Data extract >>
## START
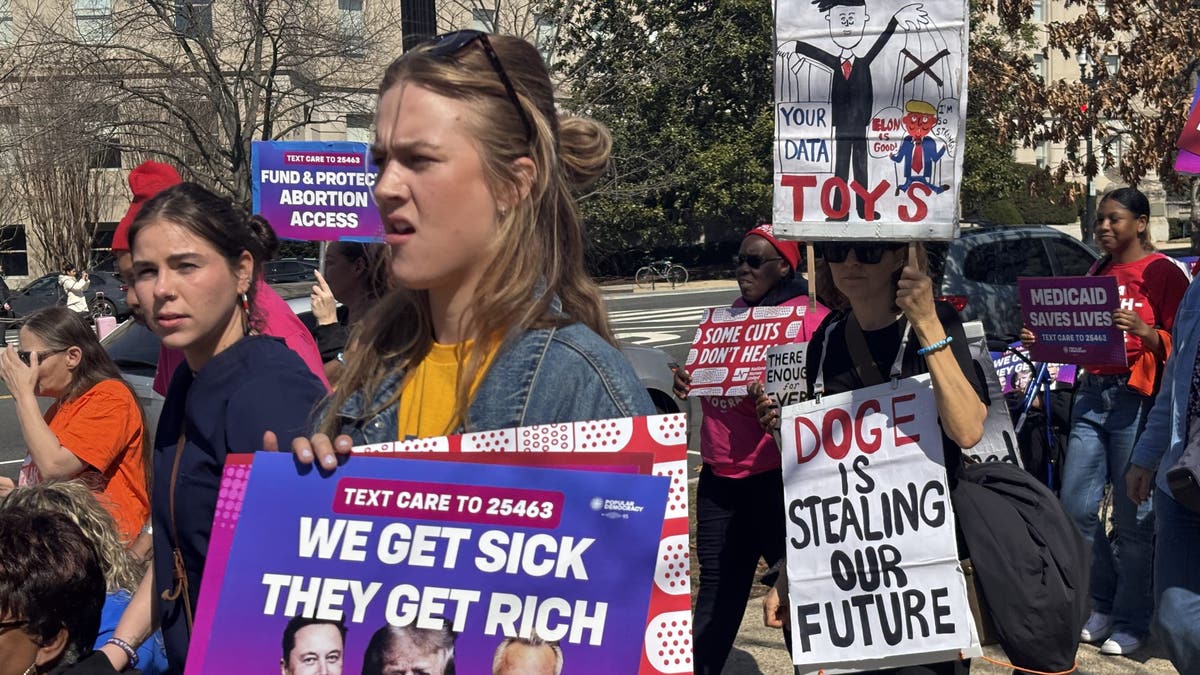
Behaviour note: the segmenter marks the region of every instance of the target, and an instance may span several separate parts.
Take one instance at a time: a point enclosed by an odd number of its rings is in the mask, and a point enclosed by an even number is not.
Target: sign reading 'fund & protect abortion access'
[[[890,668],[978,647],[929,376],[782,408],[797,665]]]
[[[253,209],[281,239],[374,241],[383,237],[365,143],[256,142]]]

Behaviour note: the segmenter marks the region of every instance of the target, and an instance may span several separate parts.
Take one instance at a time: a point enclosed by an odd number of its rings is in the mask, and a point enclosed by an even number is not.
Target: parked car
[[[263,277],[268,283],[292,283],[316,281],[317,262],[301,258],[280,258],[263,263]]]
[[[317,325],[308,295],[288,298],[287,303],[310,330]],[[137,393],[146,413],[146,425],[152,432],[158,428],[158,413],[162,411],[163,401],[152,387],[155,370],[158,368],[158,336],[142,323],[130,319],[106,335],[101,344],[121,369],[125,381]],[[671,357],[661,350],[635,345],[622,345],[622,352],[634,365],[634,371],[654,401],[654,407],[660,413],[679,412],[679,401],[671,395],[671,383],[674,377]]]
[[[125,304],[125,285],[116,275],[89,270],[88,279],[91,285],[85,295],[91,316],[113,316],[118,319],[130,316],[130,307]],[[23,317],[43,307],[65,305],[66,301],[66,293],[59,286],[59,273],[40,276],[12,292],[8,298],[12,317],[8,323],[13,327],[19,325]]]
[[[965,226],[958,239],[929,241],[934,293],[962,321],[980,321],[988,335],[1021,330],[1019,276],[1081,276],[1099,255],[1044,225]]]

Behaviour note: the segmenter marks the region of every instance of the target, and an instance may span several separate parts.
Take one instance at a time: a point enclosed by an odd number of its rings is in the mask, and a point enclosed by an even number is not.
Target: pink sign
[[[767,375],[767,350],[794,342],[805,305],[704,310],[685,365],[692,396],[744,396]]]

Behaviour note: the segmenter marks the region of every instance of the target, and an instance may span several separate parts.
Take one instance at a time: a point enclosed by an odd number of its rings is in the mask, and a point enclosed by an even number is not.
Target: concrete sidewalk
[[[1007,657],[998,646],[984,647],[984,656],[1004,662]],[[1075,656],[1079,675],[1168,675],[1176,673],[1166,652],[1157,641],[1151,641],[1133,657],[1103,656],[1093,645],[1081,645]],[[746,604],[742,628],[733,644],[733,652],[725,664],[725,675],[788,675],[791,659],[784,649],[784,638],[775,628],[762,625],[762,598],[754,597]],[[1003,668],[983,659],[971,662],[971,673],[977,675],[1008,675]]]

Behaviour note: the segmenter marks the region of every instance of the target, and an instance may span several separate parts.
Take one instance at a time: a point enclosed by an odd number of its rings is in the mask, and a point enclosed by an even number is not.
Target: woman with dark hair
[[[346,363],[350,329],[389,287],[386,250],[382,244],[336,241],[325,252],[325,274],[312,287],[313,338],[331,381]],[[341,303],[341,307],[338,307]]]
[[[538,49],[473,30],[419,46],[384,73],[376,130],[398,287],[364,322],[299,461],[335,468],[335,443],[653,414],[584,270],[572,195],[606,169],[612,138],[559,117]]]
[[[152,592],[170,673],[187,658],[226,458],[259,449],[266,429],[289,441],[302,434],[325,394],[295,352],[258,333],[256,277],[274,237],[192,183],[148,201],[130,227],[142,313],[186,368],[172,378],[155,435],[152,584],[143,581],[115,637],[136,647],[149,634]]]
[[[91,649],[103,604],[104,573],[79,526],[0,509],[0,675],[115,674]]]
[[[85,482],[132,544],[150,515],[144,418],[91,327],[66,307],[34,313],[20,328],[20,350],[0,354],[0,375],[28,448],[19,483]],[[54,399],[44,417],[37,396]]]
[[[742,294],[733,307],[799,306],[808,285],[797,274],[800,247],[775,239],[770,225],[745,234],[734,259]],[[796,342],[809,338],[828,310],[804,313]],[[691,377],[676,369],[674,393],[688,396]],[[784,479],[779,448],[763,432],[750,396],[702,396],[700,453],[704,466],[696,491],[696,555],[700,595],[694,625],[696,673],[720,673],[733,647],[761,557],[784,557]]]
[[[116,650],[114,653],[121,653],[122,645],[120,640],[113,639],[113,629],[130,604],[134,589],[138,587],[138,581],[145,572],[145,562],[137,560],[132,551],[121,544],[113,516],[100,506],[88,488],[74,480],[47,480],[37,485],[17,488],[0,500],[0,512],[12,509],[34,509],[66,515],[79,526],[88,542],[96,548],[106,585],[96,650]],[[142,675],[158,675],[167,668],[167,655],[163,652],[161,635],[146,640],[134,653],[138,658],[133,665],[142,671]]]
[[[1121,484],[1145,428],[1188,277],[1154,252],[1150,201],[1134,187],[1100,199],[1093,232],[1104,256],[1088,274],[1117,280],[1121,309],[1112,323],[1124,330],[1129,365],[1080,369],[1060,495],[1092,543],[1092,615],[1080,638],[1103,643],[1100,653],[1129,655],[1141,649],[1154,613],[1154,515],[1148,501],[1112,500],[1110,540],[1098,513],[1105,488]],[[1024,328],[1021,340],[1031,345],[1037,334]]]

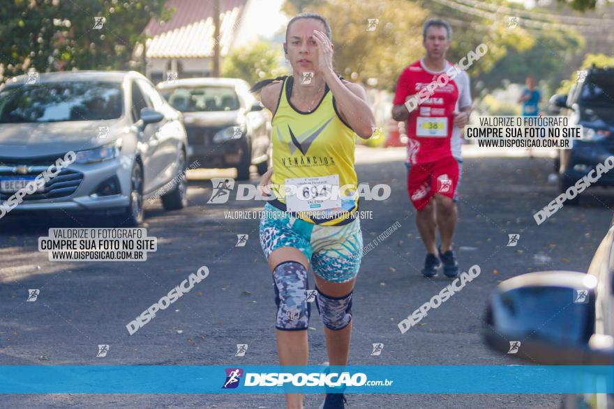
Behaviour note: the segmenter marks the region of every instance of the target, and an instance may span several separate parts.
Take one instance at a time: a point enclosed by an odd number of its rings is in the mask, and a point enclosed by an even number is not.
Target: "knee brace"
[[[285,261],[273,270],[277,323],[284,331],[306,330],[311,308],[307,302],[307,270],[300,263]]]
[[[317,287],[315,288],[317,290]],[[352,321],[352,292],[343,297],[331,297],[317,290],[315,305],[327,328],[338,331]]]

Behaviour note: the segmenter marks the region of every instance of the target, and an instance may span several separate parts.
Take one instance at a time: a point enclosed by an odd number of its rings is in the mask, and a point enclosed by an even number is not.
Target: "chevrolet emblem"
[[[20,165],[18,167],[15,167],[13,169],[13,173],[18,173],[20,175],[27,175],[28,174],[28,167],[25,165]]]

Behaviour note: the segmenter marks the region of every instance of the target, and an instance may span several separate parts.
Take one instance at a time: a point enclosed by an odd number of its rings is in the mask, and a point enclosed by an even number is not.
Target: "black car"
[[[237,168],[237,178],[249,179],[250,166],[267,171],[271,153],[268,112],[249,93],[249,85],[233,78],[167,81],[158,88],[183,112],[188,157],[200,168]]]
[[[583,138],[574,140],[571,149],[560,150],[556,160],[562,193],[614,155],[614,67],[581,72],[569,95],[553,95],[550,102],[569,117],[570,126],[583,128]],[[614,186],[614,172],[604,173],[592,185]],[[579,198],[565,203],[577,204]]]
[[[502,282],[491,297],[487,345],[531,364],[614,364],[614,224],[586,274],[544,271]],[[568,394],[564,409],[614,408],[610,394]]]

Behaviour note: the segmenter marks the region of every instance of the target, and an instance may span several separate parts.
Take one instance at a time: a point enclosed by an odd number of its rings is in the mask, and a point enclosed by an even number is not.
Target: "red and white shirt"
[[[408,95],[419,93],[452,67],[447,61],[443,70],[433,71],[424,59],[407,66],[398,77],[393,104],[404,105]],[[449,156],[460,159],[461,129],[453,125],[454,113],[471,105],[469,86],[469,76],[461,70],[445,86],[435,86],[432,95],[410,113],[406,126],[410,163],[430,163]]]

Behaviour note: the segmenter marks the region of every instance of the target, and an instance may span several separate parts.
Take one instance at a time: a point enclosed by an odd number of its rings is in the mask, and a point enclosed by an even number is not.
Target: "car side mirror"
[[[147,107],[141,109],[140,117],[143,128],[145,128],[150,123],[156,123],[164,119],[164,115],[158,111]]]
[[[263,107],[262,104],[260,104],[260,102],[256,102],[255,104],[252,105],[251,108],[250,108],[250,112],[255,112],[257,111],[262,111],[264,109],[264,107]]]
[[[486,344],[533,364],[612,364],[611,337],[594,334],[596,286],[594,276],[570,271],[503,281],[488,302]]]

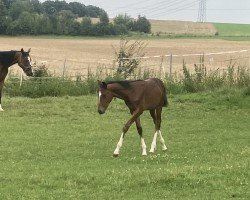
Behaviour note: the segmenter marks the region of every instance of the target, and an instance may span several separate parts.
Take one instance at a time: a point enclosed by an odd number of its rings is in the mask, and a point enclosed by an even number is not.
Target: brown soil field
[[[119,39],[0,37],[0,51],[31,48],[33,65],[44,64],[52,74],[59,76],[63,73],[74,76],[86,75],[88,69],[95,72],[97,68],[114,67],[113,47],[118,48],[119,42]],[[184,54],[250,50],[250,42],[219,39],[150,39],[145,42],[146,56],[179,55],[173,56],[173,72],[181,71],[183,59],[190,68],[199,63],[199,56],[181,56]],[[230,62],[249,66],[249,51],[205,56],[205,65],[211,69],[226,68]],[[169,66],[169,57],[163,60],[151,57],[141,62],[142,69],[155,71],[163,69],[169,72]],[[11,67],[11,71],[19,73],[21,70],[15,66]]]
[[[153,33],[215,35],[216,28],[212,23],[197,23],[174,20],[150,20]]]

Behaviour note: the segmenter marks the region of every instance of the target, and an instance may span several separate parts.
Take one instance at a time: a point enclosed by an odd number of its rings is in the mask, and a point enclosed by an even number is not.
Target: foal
## END
What to work on >>
Which lines in the entries above contain the string "sign"? Copy each such line in full.

Solution >>
Target: sign reading 'fund & protect abortion access'
Target: pink sign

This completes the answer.